Ejercicio 1: Enumera todos los títulos de obras de Henry Miller que se mencionan en el texto sobre su vida.
Ejercicio 2: Reproduce sin cambios el fragmento del texto sobre Henry Miller que va desde "En 1939 pasa" hasta "tuvo gran influencia.", incluido este último.

Texto proporcionado:
Henry Valentine Miller nace en Nueva York en 1891, hijo de una familia de origen alemán. Asiste a la escuela solo unos meses, hace todo tipo de trabajos para subsistir, incluido el de empleado de la sastrería de su padre. Lee mucho, sobre todo en bibliotecas públicas, escribe, escribe sin parar e intenta publicar algunos de sus relatos sin éxito. Sus relaciones amorosas no son nada tranquilas. En 1930, tras la prolongada pasión que, trasfigurada literariamente, nos describe en La crucifixión rosada, rompe con todo y marcha a Europa con la intención de ir a España. Pero se queda en París, donde permanecerá nueve años.
Los principios del escritor pobre y desconocido son muy duros. Pronto, gracias a ciertas almas capaces de ver lo que hay en él, entre ellas Anaïs Nin (hay una ilustrativa correspondencia entre ambos), consigue publicar, en inglés y y francés, Trópico de Cáncer, novela que merece los elogios de Jean Giono y de Lawrence Durrell, entre otros. La publicación de Primavera Negra y Trópico de Capricornio consolidan su prestigio de escritor.
No en su país, donde sus primeras obras son prohibidas por obscenas. Para levantar esa prohibición, hecho que no tuvo lugar hasta 1961, influyó la circunstancia de que, acabada la segunda guerra mundial, muchos de los soldados americanos que volvían a casa desde Europa llevasen en sus mochilas libros del compatriota proscrito, propiciando de ese modo que el público en general tuviese acceso a sus obras.
En 1939 pasa unos meses en Grecia invitado por Durrell, hasta que el estallido de la guerra le mueve a volver a América. Ahí, antes de fijar residencia, recorre todo el país en automóvil, viaje que le proporciona una visión amarga y profundamente negativa del auténtico “modo de vida” americano (Pesadilla de aire acondicionado). Finalmente, a los cincuenta años cumplidos, se establece en la costa de California, en la zona que había de ser considerada el principal foco originario de la cultura beatnik y hippy, en la que él mismo tuvo gran influencia.
Se casa alguna vez más, tiene por lo menos un hijo, y pinta, sobre todo acuarelas, frente al océano infinito. Muere a los 88 años.
Hay escritores en los que vida y obra corren paralelas, como es inevitable, pero apenas intercomunicadas. Pensemos en Balzac o Dumas, o en otros tantos ocupados en vidas totalmente ajenas. Y otros en los que la obra viene a ser la forma artística que adopta la vida propia, de manera que ambas se presentan como inseparables. Es el caso de Goethe, por ejemplo. Y de Henry Miller. Situar juntos a Goethe y Miller puede parecer absurdo y hasta disparatado. Sus biografías discurren por galaxias muy apartadas entre sí, y sus obras respectivas apenas muestran algún punto de contacto. Y sin embargo, para mí, algo tienen en común. Ambos son astros luminosos – uno más que otro -, pero lejanos, muy lejanos… Aunque, pensándolo bien, no hay tanta diferencia entre los dos. O entre los tres. Dice Miller:
Al simplificar nuestra vida todo adquiere un significado hasta entonces desconocido. Cuando estamos de acuerdo con nosotros mismos la brizna de hierba más insignificante asume su lugar adecuado en el universo.
Diría que esto lo suscriben también los otros dos.

Datos de expresiones referenciales
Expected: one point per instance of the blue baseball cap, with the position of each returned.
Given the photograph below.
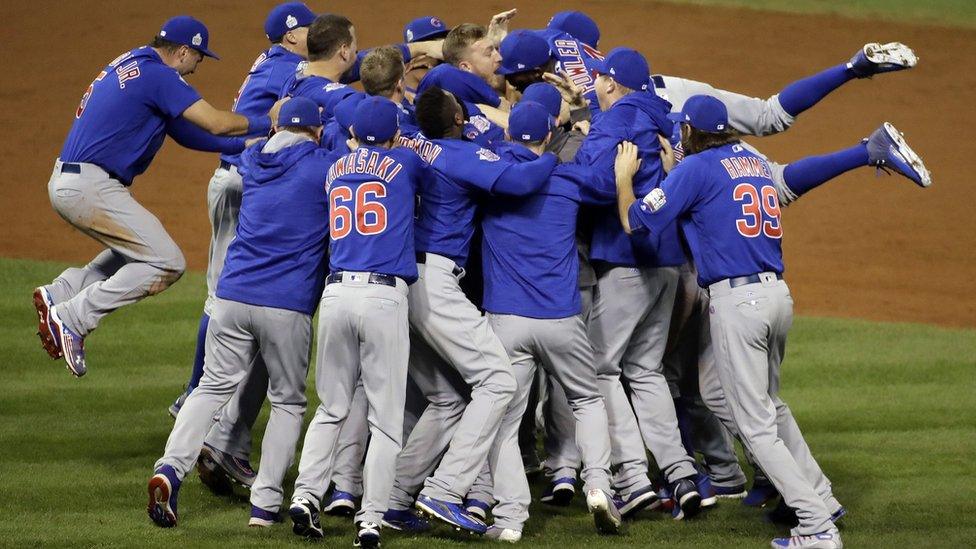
(523, 50)
(703, 112)
(345, 110)
(626, 66)
(188, 31)
(546, 95)
(377, 120)
(578, 25)
(285, 17)
(529, 121)
(423, 28)
(299, 111)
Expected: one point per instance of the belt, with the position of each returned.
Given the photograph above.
(374, 278)
(751, 279)
(422, 260)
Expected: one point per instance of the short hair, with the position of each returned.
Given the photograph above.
(459, 39)
(381, 71)
(327, 34)
(435, 112)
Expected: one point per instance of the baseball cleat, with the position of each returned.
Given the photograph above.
(887, 149)
(341, 504)
(43, 304)
(877, 58)
(730, 492)
(219, 470)
(503, 534)
(687, 499)
(451, 513)
(263, 518)
(367, 535)
(560, 492)
(823, 540)
(643, 498)
(606, 517)
(305, 518)
(72, 345)
(405, 520)
(477, 508)
(706, 490)
(163, 489)
(761, 493)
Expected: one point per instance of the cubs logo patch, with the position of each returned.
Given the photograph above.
(654, 201)
(487, 156)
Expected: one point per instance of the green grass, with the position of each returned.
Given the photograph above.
(889, 410)
(956, 13)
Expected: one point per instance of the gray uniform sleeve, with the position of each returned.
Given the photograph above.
(749, 115)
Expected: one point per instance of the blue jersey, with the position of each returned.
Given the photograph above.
(571, 56)
(728, 207)
(372, 192)
(462, 170)
(278, 258)
(263, 85)
(121, 121)
(529, 256)
(638, 117)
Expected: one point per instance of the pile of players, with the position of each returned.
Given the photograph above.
(501, 225)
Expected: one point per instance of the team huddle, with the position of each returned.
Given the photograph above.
(504, 234)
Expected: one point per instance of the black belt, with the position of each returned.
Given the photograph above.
(422, 260)
(751, 279)
(374, 278)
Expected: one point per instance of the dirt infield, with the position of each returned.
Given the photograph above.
(877, 249)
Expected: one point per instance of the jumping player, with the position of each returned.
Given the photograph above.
(119, 126)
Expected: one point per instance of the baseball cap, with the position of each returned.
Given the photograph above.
(703, 112)
(529, 121)
(345, 110)
(546, 95)
(626, 66)
(299, 111)
(578, 25)
(285, 17)
(377, 119)
(188, 31)
(423, 28)
(522, 50)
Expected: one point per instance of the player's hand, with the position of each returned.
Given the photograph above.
(627, 163)
(570, 92)
(498, 27)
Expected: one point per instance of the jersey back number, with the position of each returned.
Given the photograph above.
(364, 211)
(760, 211)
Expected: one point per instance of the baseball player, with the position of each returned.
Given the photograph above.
(266, 296)
(452, 337)
(533, 305)
(119, 126)
(363, 329)
(286, 26)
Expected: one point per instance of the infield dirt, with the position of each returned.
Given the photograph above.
(867, 247)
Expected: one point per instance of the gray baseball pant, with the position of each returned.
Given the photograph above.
(236, 334)
(562, 348)
(443, 316)
(362, 334)
(749, 326)
(141, 259)
(629, 329)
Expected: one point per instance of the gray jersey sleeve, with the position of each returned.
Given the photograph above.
(749, 115)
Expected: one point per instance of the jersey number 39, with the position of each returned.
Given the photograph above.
(370, 215)
(760, 210)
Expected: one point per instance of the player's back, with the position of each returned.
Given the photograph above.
(120, 123)
(734, 230)
(372, 192)
(529, 256)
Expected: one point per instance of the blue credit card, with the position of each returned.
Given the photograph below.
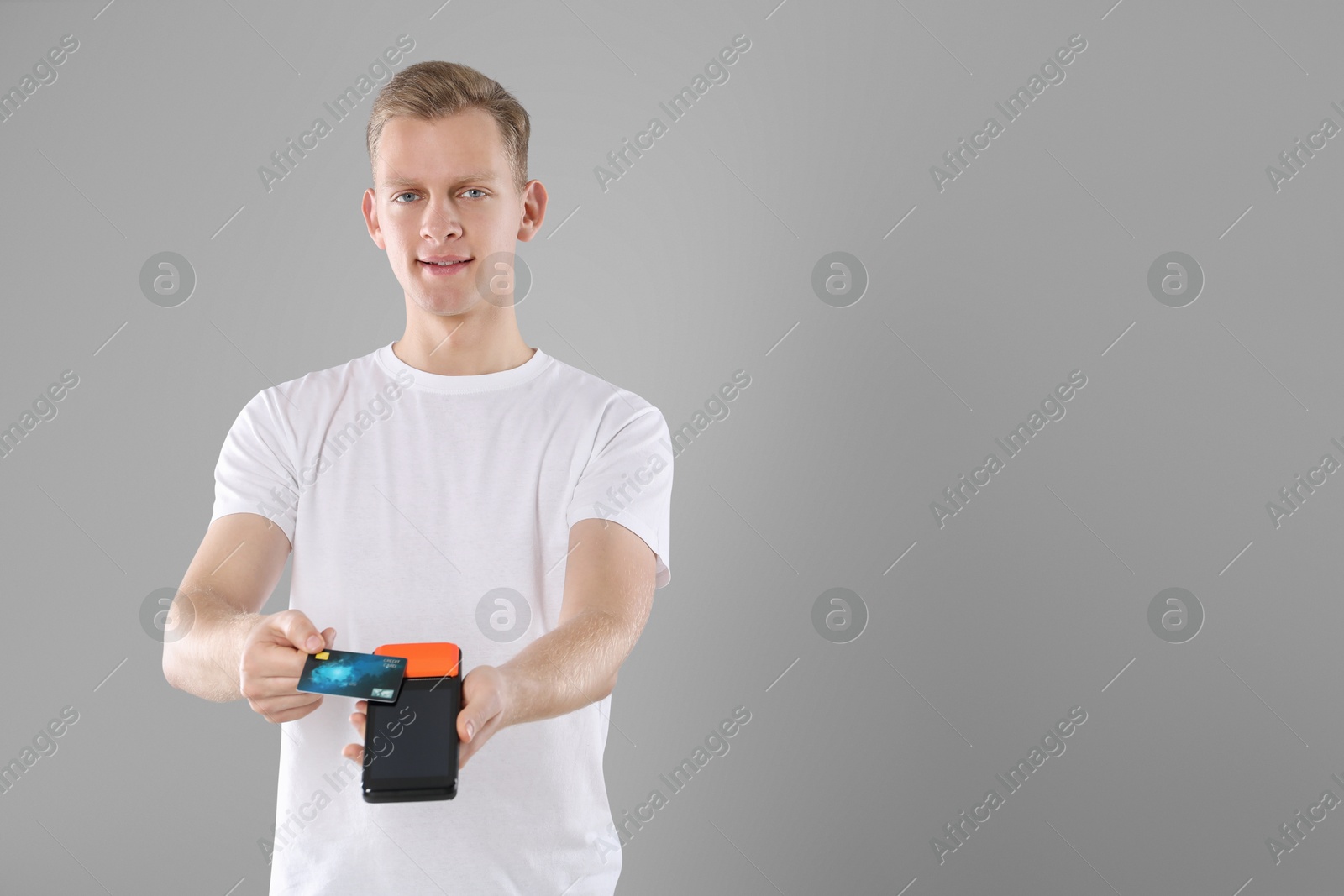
(354, 674)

Solución 1:
- La crucifixión rosada
- Trópico de Cáncer
- Primavera Negra
- Trópico de Capricornio
- Pesadilla de aire acondicionado

Solución 2:
En 1939 pasa unos meses en Grecia invitado por Durrell, hasta que el estallido de la guerra le mueve a volver a América. Ahí, antes de fijar residencia, recorre todo el país en automóvil, viaje que le proporciona una visión amarga y profundamente negativa del auténtico “modo de vida” americano (Pesadilla de aire acondicionado). Finalmente, a los cincuenta años cumplidos, se establece en la costa de California, en la zona que había de ser considerada el principal foco originario de la cultura beatnik y hippy, en la que él mismo tuvo gran influencia.